Supplied text:

If the arguments the Supreme Court heard this week regarding the proper role of race in public schools sounded stale, that's because they are. The activist left, which unfortunately still controls much of the public education apparatus in America, steadfastly refuses to acknowledge that public school districts have not only beat back Jim Crow, they've kicked segregation's sorry ass.
Accordingly, we need a Supreme Court decision that reflects this victory. To do otherwise would devalue the successful and sometimes painful desegregation efforts of the 60s and 70s, as well as ignore the raft of lower court cases in the past 10 years which found many districts did manage to purge de jure segregation from their schools.
The largest school system in North Carolina was one such success story the education establishment preferred to ignore rather than give up a powerful social engineering tool. Back in 1998 Larry Gauvreau was part of a challenge to decades of race-balancing busing in the Charlotte-Mecklenburg school system.
In 1969 a U.S. District Court judge ordered CMS to use all means, including busing, to desegregate after a black student brought suit challenging a student assignment plan that kept him out of a nearby all-white school. In 1971 the Supreme Court upheld that ruling with its Swann opinion.
But by the mid-90s busing in Char-Meck chiefly served to hide low-performing, often minority, populations by spreading them across a well-funded county system. Meanwhile, white students were denied access to some magnet programs as a result of racial targets. In that environment Gauvreau and several other parents sued CMS in federal court seeking to have the busing mandate removed and CMS declared a "unitary" system, the opposite of "separate but equal."
In 1999 the district court agreed and ruled that CMS had achieved "unitary status" and, further, that race could not be used in future student assignments. CMS immediately appealed that ruling to the Fourth Circuit Court of Appeals. Initially, a three-judge panel sided with CMS on student assignment, but then a full en banc ruling doubled back to side with the parents, but with a significant caveat.
"The appeals court was not ready to say that
race could never be used, as the trial court had ruled, so it
refused to go that far," Gauvreau explains.
Or as the September 2001 decision reads, because it was "unsettled whether diversity may be a compelling state interest" it was improper for the district court to presumptively ban "CMS from any further use of race-based lotteries, preferences, and set-asides in student assignment."
So while using race was off the table, using diversity might not be. Got that?
The Fourth Circuit's convoluted handling of the CMS case stands as a very big reason why the Supreme Court needs to clarify exactly where race-consciousness diversity policies in public schools fit in with regard to the Constitution.

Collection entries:
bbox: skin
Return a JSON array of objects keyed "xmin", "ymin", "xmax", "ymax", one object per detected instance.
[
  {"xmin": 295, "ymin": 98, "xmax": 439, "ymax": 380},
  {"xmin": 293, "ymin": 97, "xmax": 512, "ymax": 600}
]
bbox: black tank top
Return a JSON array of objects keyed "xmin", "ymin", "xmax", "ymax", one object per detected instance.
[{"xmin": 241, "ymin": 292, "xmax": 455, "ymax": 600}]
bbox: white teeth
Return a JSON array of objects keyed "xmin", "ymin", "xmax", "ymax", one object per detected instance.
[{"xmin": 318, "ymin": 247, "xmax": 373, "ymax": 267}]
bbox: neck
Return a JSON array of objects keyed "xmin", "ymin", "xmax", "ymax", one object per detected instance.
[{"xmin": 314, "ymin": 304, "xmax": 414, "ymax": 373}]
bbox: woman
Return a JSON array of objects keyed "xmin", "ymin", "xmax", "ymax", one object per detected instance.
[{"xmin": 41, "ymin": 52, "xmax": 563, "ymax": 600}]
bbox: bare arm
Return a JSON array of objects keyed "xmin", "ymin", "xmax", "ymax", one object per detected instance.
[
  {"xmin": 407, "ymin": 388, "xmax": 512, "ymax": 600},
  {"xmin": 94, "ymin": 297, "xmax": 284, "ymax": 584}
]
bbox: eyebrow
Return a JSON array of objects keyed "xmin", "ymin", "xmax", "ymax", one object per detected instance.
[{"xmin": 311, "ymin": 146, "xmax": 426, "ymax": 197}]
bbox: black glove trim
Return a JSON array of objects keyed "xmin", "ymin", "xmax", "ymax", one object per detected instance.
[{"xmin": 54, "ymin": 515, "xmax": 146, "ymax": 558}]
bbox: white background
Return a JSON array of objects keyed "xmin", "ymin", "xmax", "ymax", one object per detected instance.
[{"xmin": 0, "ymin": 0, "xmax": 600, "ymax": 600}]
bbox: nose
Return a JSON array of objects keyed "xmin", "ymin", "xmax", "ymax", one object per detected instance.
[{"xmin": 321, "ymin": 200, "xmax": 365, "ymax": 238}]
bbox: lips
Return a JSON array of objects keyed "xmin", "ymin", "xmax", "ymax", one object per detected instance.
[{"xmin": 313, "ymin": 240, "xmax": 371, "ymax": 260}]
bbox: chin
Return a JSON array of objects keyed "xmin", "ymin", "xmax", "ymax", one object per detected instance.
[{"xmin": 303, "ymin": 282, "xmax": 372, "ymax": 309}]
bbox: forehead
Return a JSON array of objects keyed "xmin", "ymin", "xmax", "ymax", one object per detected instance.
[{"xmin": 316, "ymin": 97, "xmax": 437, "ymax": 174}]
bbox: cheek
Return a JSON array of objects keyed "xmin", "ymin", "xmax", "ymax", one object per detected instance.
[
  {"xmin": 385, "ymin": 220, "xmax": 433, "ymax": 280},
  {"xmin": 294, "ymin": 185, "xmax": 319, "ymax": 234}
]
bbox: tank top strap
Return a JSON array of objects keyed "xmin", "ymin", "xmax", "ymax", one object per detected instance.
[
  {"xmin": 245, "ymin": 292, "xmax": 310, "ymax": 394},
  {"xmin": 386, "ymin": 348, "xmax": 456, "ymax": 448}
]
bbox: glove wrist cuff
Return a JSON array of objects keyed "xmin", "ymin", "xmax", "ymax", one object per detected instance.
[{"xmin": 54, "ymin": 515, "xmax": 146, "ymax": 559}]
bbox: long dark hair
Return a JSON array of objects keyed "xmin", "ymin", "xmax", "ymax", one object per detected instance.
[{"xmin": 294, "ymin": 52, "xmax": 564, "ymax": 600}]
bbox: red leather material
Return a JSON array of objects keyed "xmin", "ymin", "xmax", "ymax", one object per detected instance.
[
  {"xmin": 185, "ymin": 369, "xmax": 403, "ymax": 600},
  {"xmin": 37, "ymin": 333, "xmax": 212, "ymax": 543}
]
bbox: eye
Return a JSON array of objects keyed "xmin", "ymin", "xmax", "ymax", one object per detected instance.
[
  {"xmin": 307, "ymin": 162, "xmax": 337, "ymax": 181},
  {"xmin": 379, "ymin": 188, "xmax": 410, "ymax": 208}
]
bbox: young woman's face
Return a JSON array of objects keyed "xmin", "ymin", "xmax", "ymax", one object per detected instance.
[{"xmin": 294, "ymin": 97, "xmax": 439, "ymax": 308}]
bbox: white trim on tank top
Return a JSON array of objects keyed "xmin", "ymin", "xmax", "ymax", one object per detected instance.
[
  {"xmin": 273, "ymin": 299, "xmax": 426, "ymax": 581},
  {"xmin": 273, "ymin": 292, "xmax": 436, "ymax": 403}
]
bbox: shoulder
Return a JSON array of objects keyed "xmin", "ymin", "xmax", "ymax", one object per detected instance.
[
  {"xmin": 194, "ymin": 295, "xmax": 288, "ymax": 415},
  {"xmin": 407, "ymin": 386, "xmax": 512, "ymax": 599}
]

Your assignment: Pick up the opinion piece on race and school busing after its last sentence and continue it.

Task result:
This diversity argument has trickled down from
recent affirmative action battles at the college and university
level. There diversity is deployed in order to justify
race-conscious admission policies. Whatever its merits in higher
education, and they are surely scant, the diversity track is
positively toxic for K-12 education.
College admissions is much more art than science and one could plausibly argue – although I would not – that including racial diversity as a minor factor in admission decisions is at least possible, if not desirable. However, plug race – or its oft-used proxy, free or reduced lunch populations – into the decision-making matrix of public schools and things can quickly go haywire.
As Gauvreau notes from his current perch as a member of the CMS school board he once sued, racial score-keeping, even masked as amorphous "diversity" goals, can quickly come to dominate school system policy decisions. Everything from school construction, to curriculum, to staffing, to student assessment gets tied up and tied down in the diversity web.
Particularly resistant race-neutral accounting in a "diversity" environment is the belief that low-income minority populations are being short-changed, separate but equal style, when it comes to school district spending. In fact, district after district nationwide spends more per pupil on low-income populations, often by thousands of dollars per child per year. For example, Gauvreau estimates that some inner city elementaries in CMS receive 30 to 50 percent more money per pupil than some suburban elementaries.
Yet you would never know this by reading some of the briefs filed in support of the racial diversity policies the Court is now examining in Seattle and Louisville. In fact, one brief even cites CMS as the kind of "re-segregated" system the Supreme Court could set right by giving diversity policies the Court's blessing.
Instead, the Court should make very clear that a diversity goal is simply government sanctioned discrimination, and thus is runs afoul of the Constitution.
Moreover the Court should do so in clear, precise language. No multi-stage "test" of the kind the Court loves to fabricate. This is not a decision that will serve as a template for sharp congressional staffers to use to draw up some conforming legislation. Rather thousands of confused, imperfect, and – frankly – loony local school boards will have to understand that calling racially weighted policies "diversity" is no safe harbor.
Do that and America can turn to face head-on and without diversion, the tremendous challenge of educating every citizen of the Republic.
Jeff Taylor is editor of Reason Express.